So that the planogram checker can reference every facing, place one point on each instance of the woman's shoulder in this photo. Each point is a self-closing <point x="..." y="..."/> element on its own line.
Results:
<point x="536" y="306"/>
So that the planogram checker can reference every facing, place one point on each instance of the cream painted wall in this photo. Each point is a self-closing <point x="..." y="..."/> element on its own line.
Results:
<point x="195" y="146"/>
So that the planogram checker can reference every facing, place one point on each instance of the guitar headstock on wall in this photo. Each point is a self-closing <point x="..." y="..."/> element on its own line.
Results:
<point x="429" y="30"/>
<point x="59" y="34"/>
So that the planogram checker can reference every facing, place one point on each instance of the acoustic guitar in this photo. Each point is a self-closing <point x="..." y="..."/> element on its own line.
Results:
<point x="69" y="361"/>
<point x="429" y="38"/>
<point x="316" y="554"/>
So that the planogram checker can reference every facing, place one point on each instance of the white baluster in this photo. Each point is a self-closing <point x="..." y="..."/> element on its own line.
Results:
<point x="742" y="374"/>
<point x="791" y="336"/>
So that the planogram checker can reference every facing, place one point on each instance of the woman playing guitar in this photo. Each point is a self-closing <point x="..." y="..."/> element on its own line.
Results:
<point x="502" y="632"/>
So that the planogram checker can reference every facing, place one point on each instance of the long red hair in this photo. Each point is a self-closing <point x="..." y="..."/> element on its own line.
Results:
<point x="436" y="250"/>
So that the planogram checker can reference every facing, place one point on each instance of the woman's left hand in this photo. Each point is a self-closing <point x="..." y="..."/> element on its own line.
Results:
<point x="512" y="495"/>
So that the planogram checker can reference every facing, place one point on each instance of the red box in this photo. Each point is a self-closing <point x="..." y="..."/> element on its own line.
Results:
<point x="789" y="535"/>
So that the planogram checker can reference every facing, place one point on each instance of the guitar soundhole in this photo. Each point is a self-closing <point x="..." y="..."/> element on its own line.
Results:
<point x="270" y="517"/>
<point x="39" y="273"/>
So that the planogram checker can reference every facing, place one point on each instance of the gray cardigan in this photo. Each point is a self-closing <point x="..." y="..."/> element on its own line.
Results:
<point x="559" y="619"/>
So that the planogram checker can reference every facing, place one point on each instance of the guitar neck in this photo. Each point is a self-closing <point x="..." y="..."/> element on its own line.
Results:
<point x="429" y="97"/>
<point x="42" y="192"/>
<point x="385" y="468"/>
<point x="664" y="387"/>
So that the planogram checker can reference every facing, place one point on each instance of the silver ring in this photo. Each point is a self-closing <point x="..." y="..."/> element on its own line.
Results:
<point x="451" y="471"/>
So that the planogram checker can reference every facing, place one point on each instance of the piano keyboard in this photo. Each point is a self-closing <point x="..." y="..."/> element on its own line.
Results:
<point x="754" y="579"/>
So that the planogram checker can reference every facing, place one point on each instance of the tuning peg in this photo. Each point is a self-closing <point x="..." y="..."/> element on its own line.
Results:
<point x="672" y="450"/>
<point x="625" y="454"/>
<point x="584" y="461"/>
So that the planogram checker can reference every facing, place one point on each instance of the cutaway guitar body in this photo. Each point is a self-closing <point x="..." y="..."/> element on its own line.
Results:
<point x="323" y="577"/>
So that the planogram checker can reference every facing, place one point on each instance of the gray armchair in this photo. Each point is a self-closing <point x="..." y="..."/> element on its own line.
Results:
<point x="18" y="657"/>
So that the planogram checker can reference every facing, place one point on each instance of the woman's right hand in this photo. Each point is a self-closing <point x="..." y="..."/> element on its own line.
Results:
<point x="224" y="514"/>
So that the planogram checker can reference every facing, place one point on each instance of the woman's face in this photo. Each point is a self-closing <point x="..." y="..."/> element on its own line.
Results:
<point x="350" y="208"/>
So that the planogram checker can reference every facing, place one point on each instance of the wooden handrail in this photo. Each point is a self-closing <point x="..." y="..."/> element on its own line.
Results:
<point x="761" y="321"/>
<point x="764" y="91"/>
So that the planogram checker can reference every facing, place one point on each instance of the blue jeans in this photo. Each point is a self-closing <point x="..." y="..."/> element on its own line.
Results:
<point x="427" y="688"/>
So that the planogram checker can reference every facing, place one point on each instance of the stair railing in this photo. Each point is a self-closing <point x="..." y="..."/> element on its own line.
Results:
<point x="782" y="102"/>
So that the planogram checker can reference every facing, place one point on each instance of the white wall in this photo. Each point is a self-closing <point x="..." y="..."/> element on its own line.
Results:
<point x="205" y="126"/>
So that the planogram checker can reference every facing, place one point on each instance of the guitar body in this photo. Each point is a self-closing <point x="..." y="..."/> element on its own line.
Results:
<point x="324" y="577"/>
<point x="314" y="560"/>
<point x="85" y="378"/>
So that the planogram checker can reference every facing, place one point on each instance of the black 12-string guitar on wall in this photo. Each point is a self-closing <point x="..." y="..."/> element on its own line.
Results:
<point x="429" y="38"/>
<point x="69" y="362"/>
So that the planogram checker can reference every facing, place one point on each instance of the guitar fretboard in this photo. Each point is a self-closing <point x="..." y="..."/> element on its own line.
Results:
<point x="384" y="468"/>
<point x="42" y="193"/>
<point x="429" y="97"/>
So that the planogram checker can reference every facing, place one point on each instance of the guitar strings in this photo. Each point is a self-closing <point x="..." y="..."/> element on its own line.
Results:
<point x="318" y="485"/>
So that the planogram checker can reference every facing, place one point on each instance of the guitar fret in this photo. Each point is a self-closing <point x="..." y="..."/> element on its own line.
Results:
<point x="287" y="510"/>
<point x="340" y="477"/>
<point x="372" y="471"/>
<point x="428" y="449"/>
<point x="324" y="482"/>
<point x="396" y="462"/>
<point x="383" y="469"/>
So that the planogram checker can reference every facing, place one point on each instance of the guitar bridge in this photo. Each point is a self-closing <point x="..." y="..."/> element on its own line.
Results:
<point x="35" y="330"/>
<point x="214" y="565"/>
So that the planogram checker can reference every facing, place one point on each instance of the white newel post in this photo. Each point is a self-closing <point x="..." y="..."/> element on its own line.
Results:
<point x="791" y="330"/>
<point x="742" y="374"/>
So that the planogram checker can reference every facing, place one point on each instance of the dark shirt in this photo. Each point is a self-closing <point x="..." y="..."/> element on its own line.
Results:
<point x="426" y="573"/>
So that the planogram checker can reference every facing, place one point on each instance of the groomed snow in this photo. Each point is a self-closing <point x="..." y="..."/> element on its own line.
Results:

WORK TO DO: Give back the whole listing exactly as it reads.

TASK SOLUTION:
So that the planogram checker can reference every facing, place one point on each instance of the woman's shoulder in this photo. Each point is a self-closing <point x="..." y="..."/> element on its own line.
Results:
<point x="536" y="306"/>
So that the planogram checker can reference every facing, place one point on each instance of the cream painted wall in this photo. Each point is a self-closing <point x="..." y="..."/> element on its own line.
Results:
<point x="195" y="146"/>
So that the planogram checker can reference every facing, place one point on each instance of the guitar headstock on wall in this photo. Each point is a self-closing <point x="..." y="..."/> element on its own line.
Results:
<point x="429" y="30"/>
<point x="59" y="34"/>
So that the planogram checker can reference every facing, place one point on each instance of the acoustic guitar in this photo. Each point is a self-closing <point x="..." y="..."/> element on its own line.
Results:
<point x="69" y="361"/>
<point x="429" y="38"/>
<point x="316" y="554"/>
So that the planogram checker can reference every facing, place one point on each instance of the white baluster in this photo. Each point is a self-closing <point x="..." y="..."/> element on its own line.
Results:
<point x="742" y="374"/>
<point x="791" y="336"/>
So that the planogram checker can reference every facing, place one point on each instance of the woman playing guitar in this photo. Each point is a self-closing <point x="..." y="..."/> element on its own line.
Results:
<point x="502" y="632"/>
So that the planogram checker can reference every facing, place one point on each instance of the long red hair in this photo. Each point is a self-closing <point x="..." y="..."/> element on its own line.
Results:
<point x="436" y="250"/>
So that the planogram checker can reference every facing, place one point on each instance of the woman's left hand in this photo. Each point is a self-closing <point x="..." y="..."/> element on its own line.
Results:
<point x="512" y="495"/>
So that the planogram checker can reference every facing, place one point on each instance of the red box in this photo. Each point is a self-closing <point x="..." y="..."/> element on its own line.
Results:
<point x="789" y="535"/>
So that the planogram checker can reference every facing, place one point on each instance of the guitar soundhole in this photo. Each point is a self-closing <point x="..." y="..."/> element on its own line.
Results:
<point x="270" y="517"/>
<point x="39" y="273"/>
So that the planogram checker can reference every facing, place one point on each instance of the gray cardigan in this photo. Each point is a self-closing <point x="..." y="..."/> element on its own line.
Results:
<point x="559" y="619"/>
So that the planogram checker can reference every facing, place one point on each instance of the guitar neck in this photo. Each point is a self-closing <point x="..." y="..."/> element on its own line.
Results:
<point x="429" y="97"/>
<point x="42" y="192"/>
<point x="385" y="468"/>
<point x="664" y="387"/>
So that the planogram checker can reference every facing, place one point on each instance of the silver ring in this photo. Each point is a self-closing <point x="..." y="..."/> element on its own line.
Results:
<point x="451" y="471"/>
So that the planogram checker can reference every facing, place one point on each instance of the piano keyboard in this photo. Each point is a self-closing <point x="..." y="..."/> element on its own line.
Results:
<point x="754" y="579"/>
So that the planogram checker can reference every facing, place one point on each instance of the tuning peg in this photo. Each point is a self-closing <point x="..." y="..."/> element on its own line.
Results:
<point x="672" y="450"/>
<point x="625" y="454"/>
<point x="584" y="461"/>
So that the planogram checker can reference every facing, place one point on each instance of the cutaway guitar body in this photo. Each point is a self-closing <point x="..." y="..."/> element on its own line.
Results:
<point x="323" y="577"/>
So that the planogram checker can reference every facing, place one point on each instance of the gray armchair in this photo. Each point is a self-closing <point x="..." y="..."/> element on its own line.
Results:
<point x="18" y="657"/>
So that the planogram checker can reference every facing, place one point on each instance of the woman's right hand in this photo. Each point is a self-closing <point x="..." y="..."/> element on its own line.
Results:
<point x="224" y="514"/>
So that the planogram checker can reference every facing, place one point on each instance of the woman's face in this photo. Each point is a self-closing <point x="..." y="..."/> element on its own line.
Results:
<point x="350" y="208"/>
So that the planogram checker can reference every facing, place one point on each instance of the wooden handrail in this photo. Each point is a self-closing <point x="..." y="..."/> element on its own line.
Results:
<point x="761" y="321"/>
<point x="764" y="91"/>
So that the planogram checker can reference every facing, place one point on each instance of the blue jeans in this photo. Each point is a self-closing <point x="..." y="..."/> element on its own line.
Results:
<point x="427" y="688"/>
So that the planogram checker can reference every facing, place one point on each instance of the stair railing in this photo. Each point is a self-closing <point x="..." y="..."/> element on its own line.
Results:
<point x="782" y="102"/>
So that the planogram checker can reference every facing, place one point on each instance of the white wall in this photo. Each point is a self-closing <point x="..." y="..."/> element on its own line.
Results:
<point x="205" y="126"/>
So that the planogram checker can reference every facing, place one point on each instance of the guitar body in this photo. Each point is a self-closing <point x="..." y="..."/> element on its own line.
Results:
<point x="324" y="577"/>
<point x="314" y="560"/>
<point x="85" y="378"/>
So that the planogram checker can reference every facing, place one point on each instance of the black 12-string guitar on wall in this photo. Each point is a self-closing <point x="..." y="..."/> element on its own line.
Results:
<point x="429" y="38"/>
<point x="69" y="362"/>
So that the planogram checker can reference every facing, place one point on each instance of the guitar fretboard in this photo. Each point is a self-closing <point x="..." y="..."/> element on its own line.
Results:
<point x="384" y="468"/>
<point x="42" y="193"/>
<point x="429" y="97"/>
So that the planogram checker can reference every facing, place one point on each instance of the guitar strings in this photo. Each point is a self-closing <point x="..." y="..."/> element on its own line.
Results:
<point x="318" y="485"/>
So that the planogram checker can reference every facing, place one point on each instance of the guitar fret in this photo. Each point is a self-closing <point x="..." y="..."/> element on its own line.
Results:
<point x="287" y="510"/>
<point x="340" y="477"/>
<point x="372" y="471"/>
<point x="428" y="449"/>
<point x="324" y="482"/>
<point x="396" y="462"/>
<point x="383" y="469"/>
So that the planogram checker can reference every facing, place one point on each instance of the guitar bridge in this photo. Each point is a self-closing <point x="..." y="..."/> element on its own line.
Results:
<point x="35" y="330"/>
<point x="214" y="565"/>
So that the planogram checker can reference every facing, place one point on each instance of the white newel post in this photo. Each point is a self-closing <point x="..." y="..."/> element on its own line.
Results:
<point x="791" y="330"/>
<point x="742" y="374"/>
So that the planogram checker can reference every facing, place one point on each instance of the dark shirt in this photo. Each point is a self-closing <point x="..." y="..."/> element on its own line.
Results:
<point x="426" y="573"/>
So that the planogram checker can reference every facing, place one point on each instance of the groomed snow in this photo. Each point is a self-closing <point x="..." y="..."/> element on its own line.
Results:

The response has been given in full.